═══ TASK INPUT ═══

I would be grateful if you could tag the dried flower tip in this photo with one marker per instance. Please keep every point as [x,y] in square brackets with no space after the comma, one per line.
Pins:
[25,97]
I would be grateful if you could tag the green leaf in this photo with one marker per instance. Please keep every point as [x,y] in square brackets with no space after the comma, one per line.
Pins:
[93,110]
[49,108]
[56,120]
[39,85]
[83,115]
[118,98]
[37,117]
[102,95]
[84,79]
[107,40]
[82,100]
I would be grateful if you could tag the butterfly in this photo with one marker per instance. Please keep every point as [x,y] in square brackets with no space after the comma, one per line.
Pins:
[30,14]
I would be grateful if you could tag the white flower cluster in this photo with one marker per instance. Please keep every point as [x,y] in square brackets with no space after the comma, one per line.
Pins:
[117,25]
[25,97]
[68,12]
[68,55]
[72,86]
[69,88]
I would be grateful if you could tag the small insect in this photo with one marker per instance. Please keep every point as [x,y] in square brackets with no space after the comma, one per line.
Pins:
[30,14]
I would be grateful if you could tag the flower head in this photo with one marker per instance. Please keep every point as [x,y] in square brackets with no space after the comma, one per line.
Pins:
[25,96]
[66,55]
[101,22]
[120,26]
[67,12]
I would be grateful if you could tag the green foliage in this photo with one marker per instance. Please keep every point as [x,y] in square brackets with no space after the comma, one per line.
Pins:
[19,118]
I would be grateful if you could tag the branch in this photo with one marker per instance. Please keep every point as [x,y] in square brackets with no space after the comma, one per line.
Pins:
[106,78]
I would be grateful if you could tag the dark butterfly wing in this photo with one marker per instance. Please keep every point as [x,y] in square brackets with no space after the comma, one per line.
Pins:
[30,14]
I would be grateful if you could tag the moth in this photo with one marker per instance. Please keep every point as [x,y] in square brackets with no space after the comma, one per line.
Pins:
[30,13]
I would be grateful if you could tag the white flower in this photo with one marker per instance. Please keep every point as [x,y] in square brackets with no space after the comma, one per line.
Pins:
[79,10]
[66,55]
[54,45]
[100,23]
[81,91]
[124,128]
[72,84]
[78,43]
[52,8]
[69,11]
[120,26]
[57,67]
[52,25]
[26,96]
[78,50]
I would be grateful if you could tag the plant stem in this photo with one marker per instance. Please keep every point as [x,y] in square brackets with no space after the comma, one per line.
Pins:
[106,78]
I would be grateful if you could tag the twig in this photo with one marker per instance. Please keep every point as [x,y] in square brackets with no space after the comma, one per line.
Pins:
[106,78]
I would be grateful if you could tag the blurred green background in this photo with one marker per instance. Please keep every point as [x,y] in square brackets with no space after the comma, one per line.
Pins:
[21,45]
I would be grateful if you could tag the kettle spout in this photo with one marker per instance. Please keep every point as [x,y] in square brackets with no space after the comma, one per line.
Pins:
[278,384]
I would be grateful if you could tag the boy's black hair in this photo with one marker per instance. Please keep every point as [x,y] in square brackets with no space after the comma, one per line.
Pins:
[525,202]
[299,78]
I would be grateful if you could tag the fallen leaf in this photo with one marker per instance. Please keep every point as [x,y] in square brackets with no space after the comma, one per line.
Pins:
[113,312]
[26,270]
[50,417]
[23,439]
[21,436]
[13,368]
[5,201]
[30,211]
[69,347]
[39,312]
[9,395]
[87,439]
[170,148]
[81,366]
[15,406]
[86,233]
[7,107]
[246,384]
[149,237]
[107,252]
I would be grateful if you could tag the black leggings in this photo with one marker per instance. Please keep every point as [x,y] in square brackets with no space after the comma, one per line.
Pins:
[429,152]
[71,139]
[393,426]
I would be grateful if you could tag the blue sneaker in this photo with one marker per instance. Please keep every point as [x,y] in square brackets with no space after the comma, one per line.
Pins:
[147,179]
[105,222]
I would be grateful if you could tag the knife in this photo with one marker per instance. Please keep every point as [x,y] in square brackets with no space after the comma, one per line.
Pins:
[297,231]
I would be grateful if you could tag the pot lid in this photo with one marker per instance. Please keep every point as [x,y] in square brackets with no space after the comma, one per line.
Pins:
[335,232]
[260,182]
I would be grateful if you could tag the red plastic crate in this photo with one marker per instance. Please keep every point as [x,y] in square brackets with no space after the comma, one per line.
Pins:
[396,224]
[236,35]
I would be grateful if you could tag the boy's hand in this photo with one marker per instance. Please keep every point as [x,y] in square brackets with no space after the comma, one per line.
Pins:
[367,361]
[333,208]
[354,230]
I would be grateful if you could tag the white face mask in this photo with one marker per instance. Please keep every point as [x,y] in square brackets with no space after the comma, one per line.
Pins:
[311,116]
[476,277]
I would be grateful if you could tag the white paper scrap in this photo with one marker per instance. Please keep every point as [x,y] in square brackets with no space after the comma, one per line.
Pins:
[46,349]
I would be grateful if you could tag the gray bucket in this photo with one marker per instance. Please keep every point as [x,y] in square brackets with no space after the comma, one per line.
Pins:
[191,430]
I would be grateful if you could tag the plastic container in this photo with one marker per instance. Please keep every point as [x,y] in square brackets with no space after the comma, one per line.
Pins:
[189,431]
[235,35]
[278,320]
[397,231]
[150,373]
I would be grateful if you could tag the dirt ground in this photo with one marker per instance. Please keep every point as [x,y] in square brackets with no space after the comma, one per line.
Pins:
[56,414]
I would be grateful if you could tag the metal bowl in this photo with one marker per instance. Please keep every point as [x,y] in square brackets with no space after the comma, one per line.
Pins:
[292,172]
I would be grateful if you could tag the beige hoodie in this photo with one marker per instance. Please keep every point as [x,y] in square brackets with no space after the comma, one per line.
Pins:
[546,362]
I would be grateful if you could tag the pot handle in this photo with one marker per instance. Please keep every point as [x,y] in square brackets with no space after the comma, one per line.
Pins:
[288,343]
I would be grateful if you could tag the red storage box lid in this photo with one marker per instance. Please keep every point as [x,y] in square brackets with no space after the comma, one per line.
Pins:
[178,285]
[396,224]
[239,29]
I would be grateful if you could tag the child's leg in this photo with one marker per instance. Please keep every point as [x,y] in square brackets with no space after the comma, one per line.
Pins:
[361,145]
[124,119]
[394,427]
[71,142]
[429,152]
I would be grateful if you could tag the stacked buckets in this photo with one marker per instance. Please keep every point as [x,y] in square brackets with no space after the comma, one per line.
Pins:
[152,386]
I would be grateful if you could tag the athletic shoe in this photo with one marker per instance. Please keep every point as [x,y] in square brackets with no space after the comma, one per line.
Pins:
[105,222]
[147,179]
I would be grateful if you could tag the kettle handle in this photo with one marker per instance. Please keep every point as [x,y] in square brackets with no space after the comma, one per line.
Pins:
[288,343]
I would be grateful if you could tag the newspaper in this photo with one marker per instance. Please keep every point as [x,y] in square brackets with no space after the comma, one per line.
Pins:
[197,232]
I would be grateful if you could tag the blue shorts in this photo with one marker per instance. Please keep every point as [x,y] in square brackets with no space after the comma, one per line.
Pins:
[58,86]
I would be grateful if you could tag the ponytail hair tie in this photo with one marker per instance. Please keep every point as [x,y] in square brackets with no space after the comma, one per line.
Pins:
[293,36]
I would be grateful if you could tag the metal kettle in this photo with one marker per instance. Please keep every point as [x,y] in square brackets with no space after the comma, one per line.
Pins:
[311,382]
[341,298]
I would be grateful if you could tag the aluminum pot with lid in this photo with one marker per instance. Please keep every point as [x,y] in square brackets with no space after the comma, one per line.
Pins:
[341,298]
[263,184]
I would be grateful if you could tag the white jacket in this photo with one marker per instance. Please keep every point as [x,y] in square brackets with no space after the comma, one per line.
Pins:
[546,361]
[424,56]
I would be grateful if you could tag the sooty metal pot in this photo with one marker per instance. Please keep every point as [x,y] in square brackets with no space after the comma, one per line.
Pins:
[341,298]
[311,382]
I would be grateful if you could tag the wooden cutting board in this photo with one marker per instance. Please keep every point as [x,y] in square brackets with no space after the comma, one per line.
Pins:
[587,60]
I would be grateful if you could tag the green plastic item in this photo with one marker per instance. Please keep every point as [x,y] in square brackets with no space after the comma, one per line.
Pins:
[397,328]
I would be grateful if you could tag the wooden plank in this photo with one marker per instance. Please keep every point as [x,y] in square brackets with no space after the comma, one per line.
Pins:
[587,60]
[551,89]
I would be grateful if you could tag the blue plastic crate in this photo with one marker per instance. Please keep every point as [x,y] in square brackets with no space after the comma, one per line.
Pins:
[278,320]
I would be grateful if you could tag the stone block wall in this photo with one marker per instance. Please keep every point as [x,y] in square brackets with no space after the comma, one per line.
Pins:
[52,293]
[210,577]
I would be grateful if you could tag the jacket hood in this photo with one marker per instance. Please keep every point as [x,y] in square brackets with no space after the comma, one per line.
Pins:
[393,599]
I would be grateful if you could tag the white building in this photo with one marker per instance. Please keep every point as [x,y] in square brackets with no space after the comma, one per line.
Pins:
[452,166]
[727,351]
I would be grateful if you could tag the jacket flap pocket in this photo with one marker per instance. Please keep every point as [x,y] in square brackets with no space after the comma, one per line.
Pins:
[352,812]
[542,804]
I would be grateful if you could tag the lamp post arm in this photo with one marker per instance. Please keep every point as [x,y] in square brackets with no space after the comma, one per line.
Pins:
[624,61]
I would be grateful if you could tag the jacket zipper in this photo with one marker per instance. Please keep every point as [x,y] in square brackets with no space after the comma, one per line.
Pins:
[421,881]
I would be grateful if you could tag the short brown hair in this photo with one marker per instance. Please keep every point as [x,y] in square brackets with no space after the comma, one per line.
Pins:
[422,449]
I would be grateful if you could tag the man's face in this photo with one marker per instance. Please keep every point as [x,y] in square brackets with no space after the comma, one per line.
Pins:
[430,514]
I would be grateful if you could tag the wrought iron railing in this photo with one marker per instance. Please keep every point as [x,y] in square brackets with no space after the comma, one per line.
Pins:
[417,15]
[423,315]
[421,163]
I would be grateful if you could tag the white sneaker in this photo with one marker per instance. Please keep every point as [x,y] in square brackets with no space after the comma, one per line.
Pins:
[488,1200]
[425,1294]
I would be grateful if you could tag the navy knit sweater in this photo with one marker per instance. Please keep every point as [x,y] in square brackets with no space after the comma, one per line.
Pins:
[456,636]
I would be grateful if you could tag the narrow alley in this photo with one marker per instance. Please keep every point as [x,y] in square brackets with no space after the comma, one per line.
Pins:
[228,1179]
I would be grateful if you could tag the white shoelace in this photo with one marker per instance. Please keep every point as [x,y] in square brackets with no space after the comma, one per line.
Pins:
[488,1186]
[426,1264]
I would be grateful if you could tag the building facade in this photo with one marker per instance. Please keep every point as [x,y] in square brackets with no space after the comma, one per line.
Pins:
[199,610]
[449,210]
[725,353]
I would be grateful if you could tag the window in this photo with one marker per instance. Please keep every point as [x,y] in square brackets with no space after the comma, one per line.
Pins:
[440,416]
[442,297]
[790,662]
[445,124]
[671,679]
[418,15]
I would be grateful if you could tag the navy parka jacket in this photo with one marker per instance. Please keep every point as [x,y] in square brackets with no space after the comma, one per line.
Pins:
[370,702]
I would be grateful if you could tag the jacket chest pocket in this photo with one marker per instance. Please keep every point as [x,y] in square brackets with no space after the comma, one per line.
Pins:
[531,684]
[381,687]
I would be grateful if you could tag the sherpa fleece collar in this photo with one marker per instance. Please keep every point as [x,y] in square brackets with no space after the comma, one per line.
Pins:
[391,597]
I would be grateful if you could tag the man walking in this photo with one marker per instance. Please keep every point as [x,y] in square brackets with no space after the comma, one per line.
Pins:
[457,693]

═══

= PROBLEM TO WORK ON =
Check each line above for "hair" and return the ones that have it.

= RESULT OF THIS EXERCISE =
I would be grateful if you could tag the boy's black hair in this photo with one marker per instance. Please keep every point as [x,y] in square brackets with no space after the comma, one per line.
I would be grateful if you could tag the ponytail hair tie in this photo with one marker per instance. Please keep every point as [x,y] in square brackets with no space after the comma, one per line.
I would be grateful if you could tag the short brown hair in this photo with one marker per instance. Please keep every point as [x,y] in square brackets with no space after the comma, one per line.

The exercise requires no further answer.